■ Data in this exercise:

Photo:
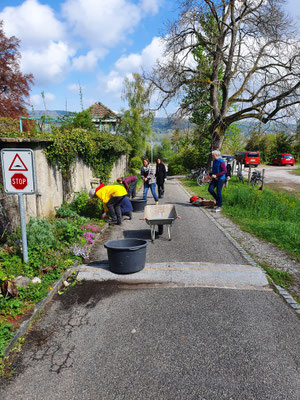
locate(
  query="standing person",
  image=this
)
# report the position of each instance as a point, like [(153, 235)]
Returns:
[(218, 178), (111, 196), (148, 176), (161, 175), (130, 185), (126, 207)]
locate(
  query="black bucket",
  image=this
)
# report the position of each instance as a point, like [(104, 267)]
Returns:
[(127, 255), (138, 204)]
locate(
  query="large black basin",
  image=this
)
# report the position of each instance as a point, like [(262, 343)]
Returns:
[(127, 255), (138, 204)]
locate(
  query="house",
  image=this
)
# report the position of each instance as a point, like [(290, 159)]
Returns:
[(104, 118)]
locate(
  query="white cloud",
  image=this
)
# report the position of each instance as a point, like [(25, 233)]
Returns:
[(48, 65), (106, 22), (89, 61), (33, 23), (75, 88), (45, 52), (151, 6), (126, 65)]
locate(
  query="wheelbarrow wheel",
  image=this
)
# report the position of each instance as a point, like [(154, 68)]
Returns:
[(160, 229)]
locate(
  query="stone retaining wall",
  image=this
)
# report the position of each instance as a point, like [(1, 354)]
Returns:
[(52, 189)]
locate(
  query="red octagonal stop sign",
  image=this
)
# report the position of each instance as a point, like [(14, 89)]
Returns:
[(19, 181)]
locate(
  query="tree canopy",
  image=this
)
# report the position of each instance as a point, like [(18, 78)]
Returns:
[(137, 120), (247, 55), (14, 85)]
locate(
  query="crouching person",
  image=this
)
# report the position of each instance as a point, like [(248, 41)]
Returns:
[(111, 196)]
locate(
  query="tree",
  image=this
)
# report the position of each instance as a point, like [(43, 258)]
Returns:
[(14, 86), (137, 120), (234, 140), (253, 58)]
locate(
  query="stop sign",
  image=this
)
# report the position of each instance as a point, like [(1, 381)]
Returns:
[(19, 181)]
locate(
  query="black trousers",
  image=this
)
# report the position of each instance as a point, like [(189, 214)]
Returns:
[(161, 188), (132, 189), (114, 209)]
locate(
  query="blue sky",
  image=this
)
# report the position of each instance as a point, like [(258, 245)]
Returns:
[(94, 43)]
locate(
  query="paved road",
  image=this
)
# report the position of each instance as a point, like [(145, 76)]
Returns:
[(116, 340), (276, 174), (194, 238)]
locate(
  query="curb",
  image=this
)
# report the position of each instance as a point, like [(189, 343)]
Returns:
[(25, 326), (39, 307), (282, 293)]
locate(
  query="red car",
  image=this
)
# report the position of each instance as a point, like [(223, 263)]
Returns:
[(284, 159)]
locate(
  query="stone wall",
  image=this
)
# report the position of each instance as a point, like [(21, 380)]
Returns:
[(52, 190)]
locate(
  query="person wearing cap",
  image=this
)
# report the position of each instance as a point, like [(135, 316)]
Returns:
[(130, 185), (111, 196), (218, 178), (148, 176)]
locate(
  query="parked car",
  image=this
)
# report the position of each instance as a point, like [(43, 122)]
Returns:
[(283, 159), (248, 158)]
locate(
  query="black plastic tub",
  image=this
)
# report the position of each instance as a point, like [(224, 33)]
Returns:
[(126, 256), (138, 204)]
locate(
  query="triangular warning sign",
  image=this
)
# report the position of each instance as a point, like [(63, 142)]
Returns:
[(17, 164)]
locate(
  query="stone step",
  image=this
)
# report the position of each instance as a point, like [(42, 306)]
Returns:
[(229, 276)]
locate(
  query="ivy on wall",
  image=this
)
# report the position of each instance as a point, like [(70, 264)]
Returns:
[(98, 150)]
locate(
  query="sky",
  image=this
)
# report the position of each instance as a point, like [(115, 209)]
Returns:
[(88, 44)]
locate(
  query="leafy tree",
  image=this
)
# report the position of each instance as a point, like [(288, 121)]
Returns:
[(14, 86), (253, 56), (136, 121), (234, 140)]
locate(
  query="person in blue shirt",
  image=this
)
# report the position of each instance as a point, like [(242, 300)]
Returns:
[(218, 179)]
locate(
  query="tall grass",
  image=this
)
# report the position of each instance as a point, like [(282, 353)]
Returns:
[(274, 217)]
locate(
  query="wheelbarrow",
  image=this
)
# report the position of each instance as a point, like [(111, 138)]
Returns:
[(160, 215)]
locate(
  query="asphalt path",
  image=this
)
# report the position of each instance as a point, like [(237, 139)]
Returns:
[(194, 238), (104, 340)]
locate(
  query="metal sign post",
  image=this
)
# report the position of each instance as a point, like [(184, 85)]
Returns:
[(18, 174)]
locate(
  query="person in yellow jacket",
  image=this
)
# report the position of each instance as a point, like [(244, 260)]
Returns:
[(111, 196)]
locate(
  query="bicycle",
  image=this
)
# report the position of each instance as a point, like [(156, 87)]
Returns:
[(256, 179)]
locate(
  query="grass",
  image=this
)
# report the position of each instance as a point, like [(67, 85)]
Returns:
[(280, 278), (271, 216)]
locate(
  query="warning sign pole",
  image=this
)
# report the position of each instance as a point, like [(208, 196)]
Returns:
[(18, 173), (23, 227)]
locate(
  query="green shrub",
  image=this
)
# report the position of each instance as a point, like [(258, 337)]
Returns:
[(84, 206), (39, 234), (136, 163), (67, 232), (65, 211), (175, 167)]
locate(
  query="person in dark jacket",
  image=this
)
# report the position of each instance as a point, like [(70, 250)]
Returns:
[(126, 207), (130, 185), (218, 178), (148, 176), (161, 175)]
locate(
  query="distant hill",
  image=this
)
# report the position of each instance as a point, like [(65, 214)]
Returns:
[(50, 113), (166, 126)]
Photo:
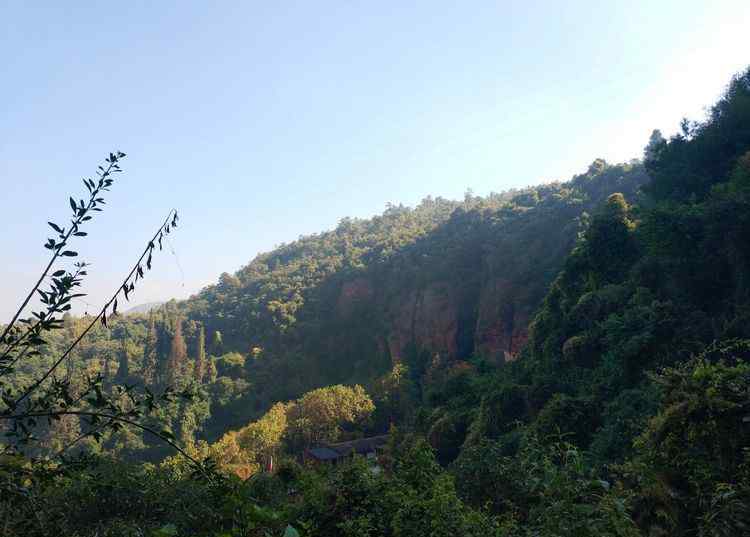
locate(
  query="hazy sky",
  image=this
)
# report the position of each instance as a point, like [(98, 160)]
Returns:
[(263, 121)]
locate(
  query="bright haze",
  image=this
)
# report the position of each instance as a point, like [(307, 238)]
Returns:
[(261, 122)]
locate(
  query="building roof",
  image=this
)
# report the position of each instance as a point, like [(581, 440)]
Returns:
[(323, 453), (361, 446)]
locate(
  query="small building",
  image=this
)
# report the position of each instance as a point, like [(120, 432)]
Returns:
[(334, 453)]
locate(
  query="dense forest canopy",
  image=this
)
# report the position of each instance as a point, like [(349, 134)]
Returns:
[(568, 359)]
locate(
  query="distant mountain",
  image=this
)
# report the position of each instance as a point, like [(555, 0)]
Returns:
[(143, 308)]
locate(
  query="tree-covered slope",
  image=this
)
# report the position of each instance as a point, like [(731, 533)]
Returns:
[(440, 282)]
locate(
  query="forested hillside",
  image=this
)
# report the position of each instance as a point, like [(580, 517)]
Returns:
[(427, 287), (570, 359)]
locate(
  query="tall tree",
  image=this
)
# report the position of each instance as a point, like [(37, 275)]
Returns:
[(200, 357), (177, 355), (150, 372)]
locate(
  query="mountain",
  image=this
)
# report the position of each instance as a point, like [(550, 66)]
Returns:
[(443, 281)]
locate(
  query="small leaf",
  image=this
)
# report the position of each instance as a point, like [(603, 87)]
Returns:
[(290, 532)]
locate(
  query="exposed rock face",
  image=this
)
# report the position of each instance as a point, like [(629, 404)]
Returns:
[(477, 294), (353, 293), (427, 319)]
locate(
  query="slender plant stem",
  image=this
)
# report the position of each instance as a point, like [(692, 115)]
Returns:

■ Problem:
Lay out all of the material above as a numbered list, one line per entry, with blank lines dropped and the pictures left out.

■ Task response:
1. Photo:
2. locate(
3.   query="standing person",
4.   image=this
5. )
6. # report the position of each instance as a point, like [(153, 235)]
7. Returns:
8. [(218, 178), (111, 196), (148, 176), (161, 175), (130, 185), (126, 207)]
9. locate(
10.   query="black bucket",
11.   image=this
12. )
13. # report the position of each instance as a point, like [(104, 267)]
14. Returns:
15. [(127, 255), (138, 204)]
16. locate(
17.   query="large black basin",
18.   image=this
19. )
20. # report the position of each instance as a point, like [(262, 343)]
21. Returns:
22. [(127, 255), (138, 204)]
23. locate(
24.   query="house",
25.   image=this
26. )
27. # report the position of each instance as a point, like [(290, 159)]
28. Returns:
29. [(104, 118)]
30. locate(
31.   query="white cloud",
32.   image=this
33. )
34. # report the position of each instance as a point, like [(25, 233)]
35. Returns:
36. [(48, 65), (106, 22), (89, 61), (33, 23), (75, 88), (45, 52), (151, 6), (126, 65)]
37. locate(
38.   query="wheelbarrow wheel",
39.   image=this
40. )
41. # report the position of each instance as a point, like [(154, 68)]
42. Returns:
43. [(160, 229)]
44. locate(
45.   query="stone retaining wall",
46.   image=this
47. )
48. # report the position of each instance as a point, like [(1, 354)]
49. Returns:
50. [(52, 189)]
51. locate(
52.   query="red octagonal stop sign",
53.   image=this
54. )
55. # report the position of each instance as a point, like [(14, 89)]
56. Returns:
57. [(19, 181)]
58. locate(
59.   query="tree canopy",
60.   image=this
61. )
62. # report the position of each instance as a point, like [(18, 78)]
63. Returns:
64. [(137, 120), (247, 55), (14, 85)]
65. locate(
66.   query="crouching person",
67.   image=this
68. )
69. # report the position of each instance as a point, like [(248, 41)]
70. Returns:
71. [(111, 196)]
72. locate(
73.   query="tree",
74.   image=this
75. )
76. # report the position of each instance as a point, like [(43, 258)]
77. Returns:
78. [(14, 86), (137, 120), (234, 140), (253, 58)]
79. locate(
80.   query="stop sign",
81.   image=this
82. )
83. # report the position of each instance as a point, like [(1, 381)]
84. Returns:
85. [(19, 181)]
86. locate(
87.   query="black trousers",
88.   image=this
89. )
90. # report the position of each instance as a point, like [(189, 214)]
91. Returns:
92. [(161, 188), (132, 189), (114, 209)]
93. locate(
94.   query="blue sky",
95.   image=this
96. )
97. # report the position of each instance as a point, like [(258, 245)]
98. Returns:
99. [(94, 43)]
100. locate(
101.   query="paved road",
102.   image=this
103. )
104. # report the position of each instance as a point, like [(145, 76)]
105. Returns:
106. [(116, 340), (276, 174), (194, 238)]
107. locate(
108.   query="curb",
109.   image=this
110. )
111. # report the position of each instance as a point, like [(189, 343)]
112. Returns:
113. [(25, 326), (39, 307), (282, 293)]
114. locate(
115.   query="red car",
116.   image=this
117. )
118. # report the position of each instance as a point, like [(223, 263)]
119. Returns:
120. [(284, 159)]
121. locate(
122.   query="stone wall",
123.   image=this
124. )
125. # report the position of each instance as a point, like [(21, 380)]
126. Returns:
127. [(52, 190)]
128. locate(
129.   query="person wearing cap",
130.   image=this
131. )
132. # report the position of each instance as a point, like [(135, 316)]
133. Returns:
134. [(130, 185), (111, 196), (218, 178), (148, 176)]
135. locate(
136.   query="parked car",
137.   image=this
138. )
139. # report the position of each instance as a point, like [(43, 122)]
140. Returns:
141. [(283, 159), (248, 158)]
142. locate(
143.   query="black plastic tub",
144.   image=this
145. )
146. # report the position of each instance as a point, like [(224, 33)]
147. Returns:
148. [(126, 256), (138, 204)]
149. locate(
150.   query="triangular warning sign",
151.   image=this
152. )
153. # report the position of each instance as a point, like [(63, 142)]
154. Returns:
155. [(17, 164)]
156. locate(
157.   query="stone step",
158.   image=this
159. )
160. # report the position of each instance as a point, like [(42, 306)]
161. Returns:
162. [(229, 276)]
163. locate(
164.   query="ivy on wall",
165.   image=this
166. )
167. # report the position of each instance as a point, like [(70, 264)]
168. Returns:
169. [(98, 150)]
170. locate(
171.   query="sky",
172.   image=this
173. )
174. # report the position of each instance as a point, like [(115, 209)]
175. Returns:
176. [(88, 44)]
177. locate(
178.   query="leafy tree",
179.   image=this
180. )
181. # report the position of each instance as a point, like [(288, 121)]
182. Returns:
183. [(14, 86), (253, 56), (136, 121), (234, 140)]
184. locate(
185.   query="person in blue shirt",
186.   image=this
187. )
188. # report the position of each instance as a point, like [(242, 300)]
189. Returns:
190. [(218, 179)]
191. locate(
192.   query="tall grass",
193.   image=this
194. )
195. # report the position of each instance as a point, like [(282, 353)]
196. Returns:
197. [(274, 217)]
198. locate(
199.   query="wheelbarrow",
200.   image=this
201. )
202. # report the position of each instance as a point, like [(111, 138)]
203. Returns:
204. [(160, 215)]
205. locate(
206.   query="asphalt path",
207.   image=this
208. )
209. # report the position of each instance as a point, like [(237, 139)]
210. Returns:
211. [(194, 238), (104, 340)]
212. locate(
213.   query="metal sign post",
214.   image=this
215. )
216. # report the position of each instance as a point, like [(184, 85)]
217. Returns:
218. [(18, 174)]
219. locate(
220.   query="person in yellow jacket",
221.   image=this
222. )
223. # report the position of each instance as a point, like [(244, 260)]
224. Returns:
225. [(111, 196)]
226. locate(
227.   query="bicycle",
228.   image=this
229. )
230. # report the position of each instance as a point, like [(156, 87)]
231. Returns:
232. [(256, 179)]
233. locate(
234.   query="grass",
235.   image=this
236. )
237. # report the position of each instance as a point, like [(67, 85)]
238. Returns:
239. [(280, 278), (271, 216)]
240. locate(
241.   query="warning sign pole",
242.   image=this
243. )
244. # report the position of each instance as a point, like [(208, 196)]
245. Returns:
246. [(18, 173), (23, 227)]
247. locate(
248.   query="green shrub",
249.   image=this
250. )
251. # report the position of each instance as a point, like [(258, 337)]
252. Returns:
253. [(84, 206), (39, 234), (136, 163), (67, 232), (65, 211), (175, 167)]
254. locate(
255.   query="person in dark jacket",
256.   image=this
257. )
258. # report the position of each instance as a point, like [(70, 250)]
259. Returns:
260. [(126, 207), (130, 185), (218, 178), (148, 176), (161, 175)]
261. locate(
262.   query="distant hill",
263.   image=this
264. )
265. # report the position of each instance as a point, like [(65, 214)]
266. Returns:
267. [(50, 113), (166, 126)]
268. Photo:
269. locate(
270.   query="hazy sky",
271.   image=this
272. )
273. # report the position of each instance as a point, like [(98, 160)]
274. Returns:
275. [(263, 121)]
276. locate(
277.   query="bright haze",
278.   image=this
279. )
280. # report the position of each instance as a point, like [(307, 238)]
281. Returns:
282. [(261, 122)]
283. locate(
284.   query="building roof",
285.   image=this
286. )
287. # report the position of each instance as a point, like [(581, 440)]
288. Returns:
289. [(323, 453), (361, 446)]
290. locate(
291.   query="small building",
292.   image=this
293. )
294. # report the position of each instance as a point, like [(120, 432)]
295. Returns:
296. [(334, 453)]
297. locate(
298.   query="dense forest canopy",
299.   image=this
300. )
301. # report the position of each instance as a point, like [(349, 134)]
302. Returns:
303. [(568, 359)]
304. locate(
305.   query="distant mountain",
306.   image=this
307. )
308. # report the position of each instance as a point, like [(555, 0)]
309. Returns:
310. [(143, 308)]
311. locate(
312.   query="tree-covered slope",
313.   image=this
314. )
315. # report the position of each instance as a point, like [(731, 533)]
316. Returns:
317. [(440, 282)]
318. locate(
319.   query="forested hillside",
320.   image=this
321. )
322. # report the position of each instance as a point, like [(580, 517)]
323. Returns:
324. [(427, 287), (570, 359)]
325. locate(
326.   query="tall tree",
327.   image=this
328. )
329. # report the position of each instance as a point, like [(37, 275)]
330. Returns:
331. [(200, 357), (177, 355), (150, 372)]
332. locate(
333.   query="mountain",
334.   image=this
335. )
336. # report the position of each instance as a point, like [(550, 66)]
337. Returns:
338. [(443, 281)]
339. locate(
340.   query="small leaf",
341.   image=this
342. )
343. # report the position of each instance as a point, like [(603, 87)]
344. Returns:
345. [(290, 532)]
346. locate(
347.   query="exposed rock face",
348.   image=this
349. )
350. # report the position of each instance as a point, like [(629, 404)]
351. Returns:
352. [(477, 294), (353, 293), (427, 319)]
353. locate(
354.   query="slender plant stem",
355.   image=this
356. )
357. # report the position of each instance as a point, like [(692, 115)]
358. Returns:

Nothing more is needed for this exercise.